**Aim of the task**
Transcribe the listing below word for word.

**Information shown**
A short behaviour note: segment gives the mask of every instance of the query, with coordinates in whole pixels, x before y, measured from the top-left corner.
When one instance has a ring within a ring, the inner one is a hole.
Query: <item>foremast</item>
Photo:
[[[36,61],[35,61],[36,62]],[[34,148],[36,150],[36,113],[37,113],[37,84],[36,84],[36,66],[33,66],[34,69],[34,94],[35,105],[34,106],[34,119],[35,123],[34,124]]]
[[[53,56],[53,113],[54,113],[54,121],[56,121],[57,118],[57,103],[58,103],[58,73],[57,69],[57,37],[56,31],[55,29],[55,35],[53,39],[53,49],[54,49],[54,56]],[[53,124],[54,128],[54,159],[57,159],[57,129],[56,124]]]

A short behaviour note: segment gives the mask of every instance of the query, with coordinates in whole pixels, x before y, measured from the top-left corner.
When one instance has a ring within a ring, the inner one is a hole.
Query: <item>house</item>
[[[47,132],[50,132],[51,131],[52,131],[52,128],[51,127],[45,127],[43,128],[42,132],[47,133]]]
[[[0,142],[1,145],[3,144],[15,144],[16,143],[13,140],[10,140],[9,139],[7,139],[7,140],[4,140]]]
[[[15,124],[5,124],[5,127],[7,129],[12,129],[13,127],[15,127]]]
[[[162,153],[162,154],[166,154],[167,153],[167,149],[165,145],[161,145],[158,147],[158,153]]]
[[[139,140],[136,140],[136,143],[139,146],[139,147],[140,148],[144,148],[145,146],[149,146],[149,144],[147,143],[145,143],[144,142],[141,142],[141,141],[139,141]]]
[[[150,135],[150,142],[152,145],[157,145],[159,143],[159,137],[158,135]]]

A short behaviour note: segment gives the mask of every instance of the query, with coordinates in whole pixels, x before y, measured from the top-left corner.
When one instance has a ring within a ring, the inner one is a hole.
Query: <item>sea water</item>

**Answer to the exercise**
A short behaviour note: segment gives the mask of every instance of the query, with coordinates in whole pixels, x before y, measured from the top-left corner.
When one instance has a ring within a ring, the inner one is a hole.
Query: <item>foremast</item>
Photo:
[[[36,61],[35,61],[36,62]],[[34,148],[36,150],[36,113],[37,113],[37,84],[36,84],[36,66],[33,66],[34,69],[34,94],[35,105],[34,106],[34,119],[35,123],[34,124]]]
[[[53,56],[53,113],[54,113],[54,121],[56,121],[57,118],[57,103],[58,103],[58,73],[57,69],[57,37],[56,31],[55,29],[55,35],[53,39],[53,49],[54,49],[54,56]],[[53,124],[54,128],[54,159],[57,159],[57,129],[56,124]]]

A short behaviour note: segment gives the mask of every instance of the query, with coordinates in whole pixels, x before y, measured from the top-left corner.
When one instance has a ring within a ring, the inner one is a hole.
Query: <item>house</item>
[[[47,132],[50,132],[51,131],[52,131],[52,128],[51,127],[45,127],[43,128],[42,132],[47,133]]]
[[[0,142],[1,145],[3,144],[15,144],[16,143],[13,140],[10,140],[9,139],[7,139],[7,140],[4,140]]]
[[[15,124],[5,124],[5,127],[7,129],[12,129],[13,127],[15,127]]]
[[[162,153],[162,154],[166,154],[167,153],[167,149],[165,145],[161,145],[158,147],[158,153]]]
[[[139,140],[136,140],[136,143],[139,146],[139,147],[140,148],[144,148],[145,146],[149,146],[149,144],[147,143],[145,143],[144,142],[141,142],[141,141],[139,141]]]
[[[150,135],[150,142],[152,145],[157,145],[159,143],[159,137],[158,135]]]

A short behaviour note: segment gives the mask of every instance of the query, with coordinates in whole pixels, x before y, measured from the top-left corner.
When one instance has a ring within a ring, the inner one is a hole.
Query: <item>sea water</item>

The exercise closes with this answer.